**** Supplied material
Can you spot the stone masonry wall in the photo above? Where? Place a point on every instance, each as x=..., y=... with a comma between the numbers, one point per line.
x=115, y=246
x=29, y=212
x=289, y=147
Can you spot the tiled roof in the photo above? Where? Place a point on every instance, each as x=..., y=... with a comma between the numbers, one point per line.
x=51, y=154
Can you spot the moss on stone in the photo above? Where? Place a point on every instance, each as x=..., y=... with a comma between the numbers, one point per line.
********
**** Supplied material
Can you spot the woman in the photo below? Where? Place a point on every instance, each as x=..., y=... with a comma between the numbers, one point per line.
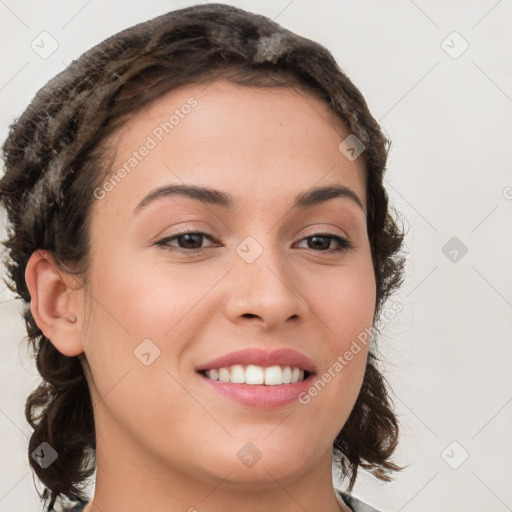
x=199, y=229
********
◆ Task item ◆
In the listing above, transcribe exactly everything from the line containing "Can you spot the stone" down to the line containing "Can you spot the moss", including both and nothing more.

◆ Result ◆
Can you spot the stone masonry wall in the photo above? Where? Place a point on every instance, each as x=..., y=... with a comma between the numbers, one point per line.
x=115, y=246
x=29, y=212
x=289, y=147
Can you spot the tiled roof in the photo above? Where? Place a point on every instance, each as x=..., y=... with a comma between the numbers, one point per line.
x=51, y=154
Can you spot the moss on stone in the photo above? Where? Place a point on every instance, each as x=..., y=... with a comma between the numbers, one point per line.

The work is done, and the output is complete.